─── Dataset entries ───

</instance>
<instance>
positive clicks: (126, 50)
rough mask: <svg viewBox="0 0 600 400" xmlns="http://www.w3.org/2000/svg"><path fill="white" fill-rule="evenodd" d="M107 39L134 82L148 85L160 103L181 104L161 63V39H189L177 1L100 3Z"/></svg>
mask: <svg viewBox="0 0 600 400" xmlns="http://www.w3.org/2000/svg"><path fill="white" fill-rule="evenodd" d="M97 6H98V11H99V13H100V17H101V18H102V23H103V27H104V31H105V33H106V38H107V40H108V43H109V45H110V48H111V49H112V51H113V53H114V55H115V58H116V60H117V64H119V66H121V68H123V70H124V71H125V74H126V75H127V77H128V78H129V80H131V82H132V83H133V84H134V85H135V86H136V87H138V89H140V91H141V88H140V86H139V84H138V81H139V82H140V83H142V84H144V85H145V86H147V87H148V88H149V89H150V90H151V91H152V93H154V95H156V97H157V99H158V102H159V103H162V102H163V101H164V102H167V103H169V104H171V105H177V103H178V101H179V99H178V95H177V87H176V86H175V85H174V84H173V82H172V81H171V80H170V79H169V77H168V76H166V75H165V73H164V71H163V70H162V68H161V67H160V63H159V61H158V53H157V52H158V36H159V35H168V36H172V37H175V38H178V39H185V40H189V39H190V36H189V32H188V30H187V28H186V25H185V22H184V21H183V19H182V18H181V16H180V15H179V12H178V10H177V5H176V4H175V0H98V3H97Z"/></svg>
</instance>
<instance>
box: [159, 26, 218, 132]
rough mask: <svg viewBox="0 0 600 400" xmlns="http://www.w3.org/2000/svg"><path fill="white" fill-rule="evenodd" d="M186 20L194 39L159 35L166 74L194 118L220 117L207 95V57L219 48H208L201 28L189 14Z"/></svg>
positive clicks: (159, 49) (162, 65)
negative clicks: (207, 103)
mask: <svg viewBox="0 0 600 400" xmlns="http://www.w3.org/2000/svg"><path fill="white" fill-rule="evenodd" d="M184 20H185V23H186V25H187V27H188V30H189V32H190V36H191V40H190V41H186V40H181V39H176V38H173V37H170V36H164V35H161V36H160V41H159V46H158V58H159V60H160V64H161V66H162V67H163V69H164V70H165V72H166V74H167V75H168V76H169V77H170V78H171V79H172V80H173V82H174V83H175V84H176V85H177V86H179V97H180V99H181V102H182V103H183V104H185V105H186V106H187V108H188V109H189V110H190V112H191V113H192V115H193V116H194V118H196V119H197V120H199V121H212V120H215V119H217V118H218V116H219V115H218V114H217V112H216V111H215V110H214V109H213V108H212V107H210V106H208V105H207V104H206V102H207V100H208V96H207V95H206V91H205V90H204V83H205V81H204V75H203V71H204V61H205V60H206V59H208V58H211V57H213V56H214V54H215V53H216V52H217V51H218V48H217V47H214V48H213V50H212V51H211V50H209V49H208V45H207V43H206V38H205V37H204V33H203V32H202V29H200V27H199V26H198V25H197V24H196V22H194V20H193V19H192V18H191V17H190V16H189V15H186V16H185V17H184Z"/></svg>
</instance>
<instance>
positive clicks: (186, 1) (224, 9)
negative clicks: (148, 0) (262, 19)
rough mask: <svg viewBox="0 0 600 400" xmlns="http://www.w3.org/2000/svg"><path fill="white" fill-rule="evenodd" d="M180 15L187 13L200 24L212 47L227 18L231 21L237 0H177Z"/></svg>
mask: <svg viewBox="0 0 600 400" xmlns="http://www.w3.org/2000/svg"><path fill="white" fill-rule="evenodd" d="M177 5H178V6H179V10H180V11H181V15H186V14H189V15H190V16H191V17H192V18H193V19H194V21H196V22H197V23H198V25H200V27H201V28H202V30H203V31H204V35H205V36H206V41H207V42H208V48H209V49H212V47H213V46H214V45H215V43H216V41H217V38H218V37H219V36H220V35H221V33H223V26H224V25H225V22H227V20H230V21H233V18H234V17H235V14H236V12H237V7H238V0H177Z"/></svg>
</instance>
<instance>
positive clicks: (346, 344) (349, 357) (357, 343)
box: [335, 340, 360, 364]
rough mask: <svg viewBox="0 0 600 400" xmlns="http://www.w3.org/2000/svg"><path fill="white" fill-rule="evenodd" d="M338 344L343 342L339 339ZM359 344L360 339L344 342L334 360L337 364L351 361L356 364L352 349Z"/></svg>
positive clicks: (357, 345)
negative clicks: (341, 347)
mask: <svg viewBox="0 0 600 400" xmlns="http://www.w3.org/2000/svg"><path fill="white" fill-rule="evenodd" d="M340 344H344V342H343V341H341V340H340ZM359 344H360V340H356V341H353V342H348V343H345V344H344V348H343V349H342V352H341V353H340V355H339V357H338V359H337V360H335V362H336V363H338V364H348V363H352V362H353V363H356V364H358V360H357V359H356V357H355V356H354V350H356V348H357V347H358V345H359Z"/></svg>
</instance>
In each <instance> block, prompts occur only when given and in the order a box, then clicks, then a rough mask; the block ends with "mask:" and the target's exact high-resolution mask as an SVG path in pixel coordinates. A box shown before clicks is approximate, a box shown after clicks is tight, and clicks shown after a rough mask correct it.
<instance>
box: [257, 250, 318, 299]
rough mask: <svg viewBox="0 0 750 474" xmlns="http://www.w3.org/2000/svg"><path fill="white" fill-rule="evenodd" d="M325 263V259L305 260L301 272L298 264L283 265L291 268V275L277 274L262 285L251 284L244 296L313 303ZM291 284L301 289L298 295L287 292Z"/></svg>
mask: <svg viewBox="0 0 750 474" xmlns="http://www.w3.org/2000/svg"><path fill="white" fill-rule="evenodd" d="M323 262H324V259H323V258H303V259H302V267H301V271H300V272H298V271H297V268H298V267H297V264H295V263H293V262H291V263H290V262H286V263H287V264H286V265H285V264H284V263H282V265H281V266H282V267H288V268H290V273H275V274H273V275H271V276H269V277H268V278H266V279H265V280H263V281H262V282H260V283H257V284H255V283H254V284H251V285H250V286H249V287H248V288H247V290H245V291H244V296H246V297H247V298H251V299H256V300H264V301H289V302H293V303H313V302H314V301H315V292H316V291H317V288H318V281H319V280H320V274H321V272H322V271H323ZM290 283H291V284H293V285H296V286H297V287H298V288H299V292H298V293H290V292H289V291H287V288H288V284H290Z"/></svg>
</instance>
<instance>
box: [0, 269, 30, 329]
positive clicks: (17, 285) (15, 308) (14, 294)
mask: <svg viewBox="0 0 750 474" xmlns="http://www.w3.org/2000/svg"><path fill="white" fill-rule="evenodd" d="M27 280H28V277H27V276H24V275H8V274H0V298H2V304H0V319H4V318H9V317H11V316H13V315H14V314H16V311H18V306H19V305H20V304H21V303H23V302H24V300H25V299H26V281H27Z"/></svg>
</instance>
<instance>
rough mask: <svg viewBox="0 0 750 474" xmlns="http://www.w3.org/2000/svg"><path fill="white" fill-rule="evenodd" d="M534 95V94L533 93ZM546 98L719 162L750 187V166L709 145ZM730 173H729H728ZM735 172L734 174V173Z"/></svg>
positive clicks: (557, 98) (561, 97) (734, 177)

───

Task details: Above are the lines; repeat exactly the ones from the line containing "box: [335, 340, 360, 364]" down to the line containing "positive clicks: (357, 345)", both inclusive.

Answer:
box: [335, 340, 360, 364]
rough mask: <svg viewBox="0 0 600 400" xmlns="http://www.w3.org/2000/svg"><path fill="white" fill-rule="evenodd" d="M338 344L343 342L339 339ZM359 344L360 339L344 342L334 360L337 364L351 361L356 364L352 349Z"/></svg>
positive clicks: (357, 345)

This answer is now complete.